▶ [ARTICLE]:
============================================================
#  >  > Living And Legal Affairs In Thailand >  >  > Farming & Gardening In Thailand >  >  > Thailands Zoos and Animals >  >  Korat Cats in Khorat being blue.

## dirtydog

I got to admit this was a bit of a shock, I assumed Thailand was only famed for its Siamese cats, Thai ridge back dogs, and Thai fake elephants from India, yes they are from India Mr Somchai, anyway it seems that Korat is famous for it's Korat cats, suppose thats why all the old expat retirees go there to retire, easy to get a cat, wonder why they don't call them Nakhon Ratchasima cats, suppose the name would be a bit difficult for farangs.

Supposedly these Blue Korat cats came originally from the Malaysian jungle, probably a bit like Thai elephants I suppose, and they ended up in Korat and got called Korat cats, now I am not an expert on cats, but doesn't it look like a Burmese blue? Is this like the Thai elephant scam?

My parents had a couple of Siamese cats, they were pretty smart albeit a bit boring, the big old ginger tom they had was more fun, I think the Siamese lived till they were about 17 years old which is a pretty good innings, think I would have preferred a Korat cat as a kitten when I was a child though, they look pretty smart.

Here's a nice picture of a blue Korat cat.



From Mr Wiki.

_Korats are a slate blue-grey shorthair domestic cat with a small to medium build and a low percentage of body fat. Their bodies are semi-cobby, and are surprisingly heavy for their size. They are intelligent, shy, soft-voiced, playful,[1] active cats and form strong bonds with people.

Korats have several characteristics distinguishing them as a breed. One is its head, frequently described as "heart-shaped". Korats are known for their relatively large green eyes and are one of a few breeds that have only one color.
============================================================
▶ [DATA PROVIDED]:

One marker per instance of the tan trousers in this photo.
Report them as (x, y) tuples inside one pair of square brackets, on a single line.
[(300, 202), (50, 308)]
============================================================
▶ [LIST OF TASKS]:
(1) Summarize the post about Korat cats in two sentences.
(2) In the post about Korat cats, roughly how old did the Siamese cats live to be?
(3) Give the passage of the Korat cat post from "Here's a nice" to "bonds with people." again, updating "intelligent" to "clever".

▶ [LIST OF SOLUTIONS]:
(1) The poster is surprised to learn that Korat is famous for its blue Korat cats, which supposedly came originally from the Malaysian jungle, and asks whether they look like a Burmese blue. A quoted description says Korats are slate blue-grey shorthairs with a small to medium build, surprisingly heavy bodies, a heart-shaped head and relatively large green eyes, and that they are intelligent, shy cats that form strong bonds with people.

(2) About 17 years old.

(3)
Here's a nice picture of a blue Korat cat.



From Mr Wiki.

_Korats are a slate blue-grey shorthair domestic cat with a small to medium build and a low percentage of body fat. Their bodies are semi-cobby, and are surprisingly heavy for their size. They are clever, shy, soft-voiced, playful,[1] active cats and form strong bonds with people.